■ Texto de origem ■
────

Está nos dicionários: Cruel. Adj. 2 g. Que se compraz em fazer mal, em atormentar ou prejudicar. Duro, insensível, desumano. (Do latim crudelis ou crudele.) Crueldade. S. f. (Do lat. crudelitas –atis ou crudelitate.). Subentende-se que a crueldade seja uma qualidade humana e não de todos os seres vivos. Assim não entendo. Os animais também são cruéis, pois também são duros, insensíveis, severos, rigorosos, sobretudo no ato de matar a presa. Mas isto não importa aqui. Quero falar do livro Contos cruéis – As narrativas mais violentas da literatura brasileira contemporânea, organizado por Rinaldo de Fernandes e editado pela Geração Editorial, São Paulo, 2006. São 47 contos “dos anos 70 (ou mesmo um pouco antes) aos dias atuais”. O organizador adotou dois critérios básicos para fazer a seleção: “convidar nomes importantes da ficção atual (de várias regiões do país)” e “incluir alguns contos já consagrados da literatura brasileira contemporânea”.
O primeiro da lista (em ordem alfabética) é o cearense Adriano Espínola, poeta de grandes méritos e ensaísta. Sua narrativa “O Pintor da Tribo” não poderia vir no meio do livro. A história se passa há muitos anos, “muito além daquele tempo e não muito longe do mar bravio”. Veja-se a intertextualidade com a obra máxima de José de Alencar: “Verdes mares bravios de minha terra natal” (início); “Além, muito além daquela serra” (cap. II). Na sua brevidade, toca em dois pontos nevrálgicos da nossa crueldade ancestral (próxima da crueldade dos outros animais): a antropofagia e a eliminação do artista em momentos de crise na sociedade. A crueldade nascida da necessidade de sobrevivência, instintiva, e a crueldade sobre o mais fraco e inútil. O artista, para os chefes tribais (presidentes, banqueiros, latifundiários, etc), é pessoa inútil. (...) “ao invés de ir à caça com os demais, costuma passar o dia inteiro, no fundo da caverna, pintando pássaros e animais feridos, estrelas e flechas, falando sozinho e proferindo palavras incompreensíveis”. São os poetas, os pintores, os cantores, etc. Somos nós, enfim.

────

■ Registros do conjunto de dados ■
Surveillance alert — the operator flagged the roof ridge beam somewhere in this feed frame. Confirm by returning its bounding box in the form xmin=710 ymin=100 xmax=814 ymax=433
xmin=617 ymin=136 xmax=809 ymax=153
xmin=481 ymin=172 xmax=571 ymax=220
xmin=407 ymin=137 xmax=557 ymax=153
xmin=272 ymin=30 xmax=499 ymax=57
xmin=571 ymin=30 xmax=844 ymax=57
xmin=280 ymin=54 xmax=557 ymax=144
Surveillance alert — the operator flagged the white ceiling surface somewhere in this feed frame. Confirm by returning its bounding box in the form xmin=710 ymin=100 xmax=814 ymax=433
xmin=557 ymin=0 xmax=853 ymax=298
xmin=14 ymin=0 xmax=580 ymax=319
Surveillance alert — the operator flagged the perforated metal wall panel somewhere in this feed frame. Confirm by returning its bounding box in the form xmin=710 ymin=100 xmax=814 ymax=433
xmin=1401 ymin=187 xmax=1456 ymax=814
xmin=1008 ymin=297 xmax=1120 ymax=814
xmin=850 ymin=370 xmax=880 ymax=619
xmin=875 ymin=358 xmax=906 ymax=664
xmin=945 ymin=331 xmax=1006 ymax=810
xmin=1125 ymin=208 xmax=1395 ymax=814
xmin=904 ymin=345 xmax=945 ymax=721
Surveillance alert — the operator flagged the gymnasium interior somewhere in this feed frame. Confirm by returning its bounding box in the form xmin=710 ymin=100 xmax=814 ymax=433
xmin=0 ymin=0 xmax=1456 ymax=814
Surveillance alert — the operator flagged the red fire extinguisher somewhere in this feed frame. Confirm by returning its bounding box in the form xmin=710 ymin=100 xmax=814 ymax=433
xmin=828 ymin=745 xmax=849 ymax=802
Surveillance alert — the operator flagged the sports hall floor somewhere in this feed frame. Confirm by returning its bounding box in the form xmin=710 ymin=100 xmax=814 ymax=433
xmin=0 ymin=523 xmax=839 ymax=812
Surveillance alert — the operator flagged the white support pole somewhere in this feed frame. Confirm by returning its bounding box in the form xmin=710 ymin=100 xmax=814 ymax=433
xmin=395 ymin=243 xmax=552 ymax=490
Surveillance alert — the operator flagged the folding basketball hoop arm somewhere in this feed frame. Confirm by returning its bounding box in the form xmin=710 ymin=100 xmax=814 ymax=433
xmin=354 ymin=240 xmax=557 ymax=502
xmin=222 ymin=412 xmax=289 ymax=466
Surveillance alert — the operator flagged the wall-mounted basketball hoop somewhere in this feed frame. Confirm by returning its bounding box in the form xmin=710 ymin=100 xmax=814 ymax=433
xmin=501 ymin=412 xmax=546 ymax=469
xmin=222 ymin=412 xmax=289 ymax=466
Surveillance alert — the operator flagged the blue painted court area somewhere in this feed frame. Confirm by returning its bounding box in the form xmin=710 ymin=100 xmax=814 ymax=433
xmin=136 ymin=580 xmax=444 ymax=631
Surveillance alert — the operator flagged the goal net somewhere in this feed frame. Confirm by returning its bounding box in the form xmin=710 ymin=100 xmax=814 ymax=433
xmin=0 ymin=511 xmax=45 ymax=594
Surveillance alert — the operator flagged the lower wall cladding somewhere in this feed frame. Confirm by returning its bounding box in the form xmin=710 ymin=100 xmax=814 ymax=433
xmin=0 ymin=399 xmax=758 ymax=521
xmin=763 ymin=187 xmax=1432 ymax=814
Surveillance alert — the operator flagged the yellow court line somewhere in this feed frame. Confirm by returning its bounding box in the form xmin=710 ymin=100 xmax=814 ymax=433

────

Dê sequência ao texto sobre a antologia Contos cruéis, começando logo após a última frase apresentada. A listagem é material independente do texto sobre a antologia Contos cruéis.

A crueldade humana está pintada em variadas modalidades nos contos da coletânea. No misterioso “Pela franja verde”, de Bernardo Ajzenberg, a violência sexual se volta para duas crianças. Moça de 19 anos testemunha cena em que dois homens “se esfregavam” numa menina, filha do casal que, no mesmo ambiente, pratica outra variedade de ato sexual com o filho. O conto de Carlos Ribeiro, “O segredo”, também tem como vítimas crianças, porém de outro tipo de violência. A praticada por fanáticos de seitas ditas satânicas que sacrificam crianças. A história (ou as histórias, porque são diversos os núcleos narrativos) se passa nos “espaços vazios das periferias, dos subúrbios, dos arrabaldes” de Salvador. Fernando Bonassi, com “Terrorismo” (talvez se possa chamar de “ficção política” e não de conto) apresenta espécie de manifesto de grupo fanático, em que a violência é apenas anunciada: “Aos maus será dado todo o poder para que destruam-se (sic) mutuamente”. O texto é uma seqüência de frase curtas, espécie de embrião de constituição política para ser posta em prática após a tomada do poder. O final do documento deixa o leitor em dúvida: tratam-se de macacos (animais) ou “macacos” é apenas um codinome? A peça ficcional de Marçal Aquino – “Trincheira” – é também muito original, na sua feitura. O ambiente é rural, diferentemente da maioria. A cena é curta. A crueldade é velada. Não acontece nenhum crime, nenhuma violência. A não ser nas mensagens (falas) de dois personagens: “Diga que eu mandei falar que ele é um filho da puta nojento”; “Essa velha quer é me envenenar”.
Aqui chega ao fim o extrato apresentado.